=== Requirement ===
Take the lines below between the one holding "Target: light reflection on water" and the one holding "Question. Give the pixel coordinates of a point on the chain", inclusive, and copy them exactly. Add nothing.

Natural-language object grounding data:
.....
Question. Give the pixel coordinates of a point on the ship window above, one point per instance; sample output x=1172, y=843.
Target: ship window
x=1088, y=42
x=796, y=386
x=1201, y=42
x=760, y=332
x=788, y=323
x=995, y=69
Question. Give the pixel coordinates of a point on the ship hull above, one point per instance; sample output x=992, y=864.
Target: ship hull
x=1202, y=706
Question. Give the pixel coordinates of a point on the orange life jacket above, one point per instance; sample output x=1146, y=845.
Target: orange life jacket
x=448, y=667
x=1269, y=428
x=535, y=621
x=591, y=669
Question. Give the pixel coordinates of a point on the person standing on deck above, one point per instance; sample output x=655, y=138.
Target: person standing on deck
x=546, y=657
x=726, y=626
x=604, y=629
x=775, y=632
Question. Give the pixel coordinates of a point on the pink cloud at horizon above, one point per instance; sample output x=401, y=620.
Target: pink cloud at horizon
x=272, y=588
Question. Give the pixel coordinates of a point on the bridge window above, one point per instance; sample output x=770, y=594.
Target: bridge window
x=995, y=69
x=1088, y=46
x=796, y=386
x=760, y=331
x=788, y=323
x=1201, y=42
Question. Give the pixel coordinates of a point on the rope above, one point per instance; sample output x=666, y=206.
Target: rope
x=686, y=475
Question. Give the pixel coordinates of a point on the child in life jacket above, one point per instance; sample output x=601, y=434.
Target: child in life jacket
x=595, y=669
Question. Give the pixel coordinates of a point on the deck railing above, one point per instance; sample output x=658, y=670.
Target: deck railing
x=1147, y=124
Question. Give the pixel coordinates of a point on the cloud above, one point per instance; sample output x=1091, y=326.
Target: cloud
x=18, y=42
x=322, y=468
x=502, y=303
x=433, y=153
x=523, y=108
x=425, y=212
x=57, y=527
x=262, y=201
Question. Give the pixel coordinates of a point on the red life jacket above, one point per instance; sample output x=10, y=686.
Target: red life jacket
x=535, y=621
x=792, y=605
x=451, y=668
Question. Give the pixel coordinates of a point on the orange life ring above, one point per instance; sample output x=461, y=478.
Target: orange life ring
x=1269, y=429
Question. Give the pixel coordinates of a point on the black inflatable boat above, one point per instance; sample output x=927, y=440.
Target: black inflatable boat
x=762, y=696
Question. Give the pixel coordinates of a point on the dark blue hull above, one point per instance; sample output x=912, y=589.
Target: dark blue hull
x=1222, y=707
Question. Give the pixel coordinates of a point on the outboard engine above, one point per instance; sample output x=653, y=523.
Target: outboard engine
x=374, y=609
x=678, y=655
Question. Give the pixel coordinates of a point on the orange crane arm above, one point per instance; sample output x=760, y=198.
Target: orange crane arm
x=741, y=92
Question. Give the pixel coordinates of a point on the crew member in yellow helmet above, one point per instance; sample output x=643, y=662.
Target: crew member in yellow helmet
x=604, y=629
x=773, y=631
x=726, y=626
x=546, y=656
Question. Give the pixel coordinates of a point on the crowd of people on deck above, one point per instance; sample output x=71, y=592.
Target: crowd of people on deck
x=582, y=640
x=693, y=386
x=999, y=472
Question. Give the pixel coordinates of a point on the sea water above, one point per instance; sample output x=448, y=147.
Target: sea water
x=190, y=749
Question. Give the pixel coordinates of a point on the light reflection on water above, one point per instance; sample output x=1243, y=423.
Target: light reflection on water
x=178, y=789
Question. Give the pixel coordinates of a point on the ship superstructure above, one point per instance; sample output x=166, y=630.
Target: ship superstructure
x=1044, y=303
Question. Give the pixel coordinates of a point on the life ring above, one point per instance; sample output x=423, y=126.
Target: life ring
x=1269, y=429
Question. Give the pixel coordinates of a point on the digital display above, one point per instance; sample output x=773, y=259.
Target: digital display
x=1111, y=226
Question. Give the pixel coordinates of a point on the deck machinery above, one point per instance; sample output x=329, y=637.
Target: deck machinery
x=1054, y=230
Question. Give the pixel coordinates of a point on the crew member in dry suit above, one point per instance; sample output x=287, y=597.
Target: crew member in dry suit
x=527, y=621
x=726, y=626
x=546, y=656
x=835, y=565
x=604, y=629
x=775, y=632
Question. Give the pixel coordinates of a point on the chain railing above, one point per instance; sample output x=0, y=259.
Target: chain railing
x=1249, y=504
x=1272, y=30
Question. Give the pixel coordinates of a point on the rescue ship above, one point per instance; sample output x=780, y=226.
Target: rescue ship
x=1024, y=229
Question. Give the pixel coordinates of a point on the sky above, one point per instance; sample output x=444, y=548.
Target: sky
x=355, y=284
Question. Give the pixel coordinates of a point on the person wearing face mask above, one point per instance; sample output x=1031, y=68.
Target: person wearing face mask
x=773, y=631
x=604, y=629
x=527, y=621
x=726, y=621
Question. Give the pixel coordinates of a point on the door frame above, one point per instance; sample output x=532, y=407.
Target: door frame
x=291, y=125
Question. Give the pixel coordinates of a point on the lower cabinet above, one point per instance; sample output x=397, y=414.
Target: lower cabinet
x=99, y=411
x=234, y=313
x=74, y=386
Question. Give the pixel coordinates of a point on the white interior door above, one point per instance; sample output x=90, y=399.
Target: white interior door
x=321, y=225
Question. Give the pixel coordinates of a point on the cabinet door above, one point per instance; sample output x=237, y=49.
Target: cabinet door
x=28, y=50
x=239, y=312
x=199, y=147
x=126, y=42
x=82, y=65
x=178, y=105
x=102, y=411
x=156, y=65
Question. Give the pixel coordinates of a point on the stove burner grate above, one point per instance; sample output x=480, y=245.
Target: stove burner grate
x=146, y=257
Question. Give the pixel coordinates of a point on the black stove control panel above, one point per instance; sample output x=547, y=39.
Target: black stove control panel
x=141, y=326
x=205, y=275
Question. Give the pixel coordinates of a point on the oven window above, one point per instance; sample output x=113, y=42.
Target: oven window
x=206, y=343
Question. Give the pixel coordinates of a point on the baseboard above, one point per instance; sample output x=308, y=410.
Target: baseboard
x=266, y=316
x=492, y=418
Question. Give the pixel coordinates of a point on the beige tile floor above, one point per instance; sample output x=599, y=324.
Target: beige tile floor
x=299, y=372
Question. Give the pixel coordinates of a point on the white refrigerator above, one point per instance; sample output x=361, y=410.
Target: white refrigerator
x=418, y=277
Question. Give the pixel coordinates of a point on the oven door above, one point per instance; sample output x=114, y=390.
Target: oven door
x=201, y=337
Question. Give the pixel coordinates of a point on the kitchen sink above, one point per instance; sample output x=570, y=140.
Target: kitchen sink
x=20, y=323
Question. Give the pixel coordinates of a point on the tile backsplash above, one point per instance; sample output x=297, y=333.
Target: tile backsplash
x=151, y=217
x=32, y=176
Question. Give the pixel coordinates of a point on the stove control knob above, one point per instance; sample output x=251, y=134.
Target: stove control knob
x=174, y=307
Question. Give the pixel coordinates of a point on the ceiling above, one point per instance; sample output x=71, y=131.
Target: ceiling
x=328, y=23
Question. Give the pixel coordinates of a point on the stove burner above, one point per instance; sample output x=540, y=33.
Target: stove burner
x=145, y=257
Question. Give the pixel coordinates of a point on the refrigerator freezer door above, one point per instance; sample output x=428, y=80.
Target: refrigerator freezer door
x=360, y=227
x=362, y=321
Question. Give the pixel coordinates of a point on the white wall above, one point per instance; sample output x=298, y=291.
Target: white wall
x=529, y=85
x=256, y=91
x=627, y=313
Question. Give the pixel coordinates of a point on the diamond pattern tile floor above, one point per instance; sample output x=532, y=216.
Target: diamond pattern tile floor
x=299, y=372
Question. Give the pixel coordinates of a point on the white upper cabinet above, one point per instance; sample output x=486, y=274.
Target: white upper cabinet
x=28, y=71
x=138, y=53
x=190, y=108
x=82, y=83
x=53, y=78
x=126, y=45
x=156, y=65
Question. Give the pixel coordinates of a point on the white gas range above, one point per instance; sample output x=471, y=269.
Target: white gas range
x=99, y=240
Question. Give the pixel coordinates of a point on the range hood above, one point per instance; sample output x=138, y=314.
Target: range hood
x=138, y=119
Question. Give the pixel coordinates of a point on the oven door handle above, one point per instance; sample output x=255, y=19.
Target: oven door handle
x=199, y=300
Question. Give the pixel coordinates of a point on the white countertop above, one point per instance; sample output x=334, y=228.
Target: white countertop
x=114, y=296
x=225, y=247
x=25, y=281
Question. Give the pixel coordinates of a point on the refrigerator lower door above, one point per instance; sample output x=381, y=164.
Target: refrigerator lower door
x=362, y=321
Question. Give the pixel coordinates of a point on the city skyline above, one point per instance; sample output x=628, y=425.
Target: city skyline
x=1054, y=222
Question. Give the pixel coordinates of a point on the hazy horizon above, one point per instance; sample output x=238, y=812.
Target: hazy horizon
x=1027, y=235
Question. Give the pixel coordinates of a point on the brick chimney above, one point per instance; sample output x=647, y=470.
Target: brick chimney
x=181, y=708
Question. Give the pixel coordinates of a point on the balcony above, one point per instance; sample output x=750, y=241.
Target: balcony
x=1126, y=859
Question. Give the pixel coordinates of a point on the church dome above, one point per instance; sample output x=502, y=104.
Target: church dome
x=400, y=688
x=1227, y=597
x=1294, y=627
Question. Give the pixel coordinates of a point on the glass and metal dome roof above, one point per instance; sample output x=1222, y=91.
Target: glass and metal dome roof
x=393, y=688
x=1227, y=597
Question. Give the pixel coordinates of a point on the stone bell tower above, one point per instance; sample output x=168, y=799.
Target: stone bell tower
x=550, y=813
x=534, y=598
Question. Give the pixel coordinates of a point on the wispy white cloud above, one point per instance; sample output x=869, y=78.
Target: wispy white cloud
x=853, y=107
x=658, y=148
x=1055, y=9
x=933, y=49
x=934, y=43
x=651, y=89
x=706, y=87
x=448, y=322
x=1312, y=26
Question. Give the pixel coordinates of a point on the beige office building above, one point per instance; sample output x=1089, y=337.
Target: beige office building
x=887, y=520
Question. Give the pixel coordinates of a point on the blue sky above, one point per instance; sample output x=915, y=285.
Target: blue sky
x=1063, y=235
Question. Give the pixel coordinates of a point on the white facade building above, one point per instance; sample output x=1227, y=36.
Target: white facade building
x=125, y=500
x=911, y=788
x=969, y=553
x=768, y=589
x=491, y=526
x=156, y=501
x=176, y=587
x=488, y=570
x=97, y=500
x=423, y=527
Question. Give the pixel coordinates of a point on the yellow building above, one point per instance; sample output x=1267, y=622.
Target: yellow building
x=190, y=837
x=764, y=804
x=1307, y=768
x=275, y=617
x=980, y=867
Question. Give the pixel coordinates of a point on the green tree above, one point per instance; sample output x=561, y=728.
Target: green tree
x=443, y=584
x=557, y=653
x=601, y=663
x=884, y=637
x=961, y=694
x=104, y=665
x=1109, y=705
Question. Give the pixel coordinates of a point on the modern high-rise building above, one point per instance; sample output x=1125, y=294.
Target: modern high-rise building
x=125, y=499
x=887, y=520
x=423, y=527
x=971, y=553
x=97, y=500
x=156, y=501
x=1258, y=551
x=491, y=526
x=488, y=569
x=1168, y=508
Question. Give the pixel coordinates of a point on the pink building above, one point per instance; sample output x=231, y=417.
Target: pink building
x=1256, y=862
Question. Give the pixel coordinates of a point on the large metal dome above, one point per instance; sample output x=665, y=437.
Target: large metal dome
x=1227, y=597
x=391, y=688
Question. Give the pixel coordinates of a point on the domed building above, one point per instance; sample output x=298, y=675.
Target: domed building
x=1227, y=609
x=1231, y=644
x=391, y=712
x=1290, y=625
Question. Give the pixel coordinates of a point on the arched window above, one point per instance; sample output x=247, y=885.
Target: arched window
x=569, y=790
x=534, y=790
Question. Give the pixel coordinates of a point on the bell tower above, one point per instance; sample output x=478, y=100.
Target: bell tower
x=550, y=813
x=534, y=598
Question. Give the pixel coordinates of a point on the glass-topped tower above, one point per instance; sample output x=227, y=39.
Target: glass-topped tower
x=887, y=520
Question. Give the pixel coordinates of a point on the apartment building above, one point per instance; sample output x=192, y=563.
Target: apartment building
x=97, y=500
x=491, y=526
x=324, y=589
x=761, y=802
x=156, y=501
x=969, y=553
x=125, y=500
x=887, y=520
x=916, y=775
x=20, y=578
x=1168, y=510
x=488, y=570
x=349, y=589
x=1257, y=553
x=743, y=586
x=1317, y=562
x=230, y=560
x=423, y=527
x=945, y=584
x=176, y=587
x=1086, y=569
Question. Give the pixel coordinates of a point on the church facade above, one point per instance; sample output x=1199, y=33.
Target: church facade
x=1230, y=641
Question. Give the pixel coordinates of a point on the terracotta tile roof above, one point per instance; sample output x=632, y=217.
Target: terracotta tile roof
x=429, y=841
.....
=== Result ===
Target: light reflection on water
x=178, y=789
Question. Give the pixel coordinates of a point on the ship superstructure above, one point per instance; sample output x=166, y=630.
Target: ship superstructure
x=1044, y=303
Question. Give the pixel coordinates of a point on the life ring above, one point per instance; sample output x=423, y=126.
Target: life ring
x=1269, y=429
Question. Give the pixel coordinates of a point on the digital display above, one point per instance; sample output x=773, y=259.
Target: digital display
x=1111, y=226
Question. Give the pixel coordinates of a point on the deck machinery above, one point per instance; sample output x=329, y=637.
Target: deck machinery
x=1054, y=230
Question. Give the pixel coordinates of a point on the crew member in dry suit above, one point per instance; sample output x=287, y=597.
Target: crew member in dry suit
x=527, y=621
x=726, y=626
x=546, y=656
x=835, y=565
x=604, y=629
x=775, y=632
Question. Give the pixel coordinates of a point on the chain railing above, one point per instance; sample output x=0, y=259.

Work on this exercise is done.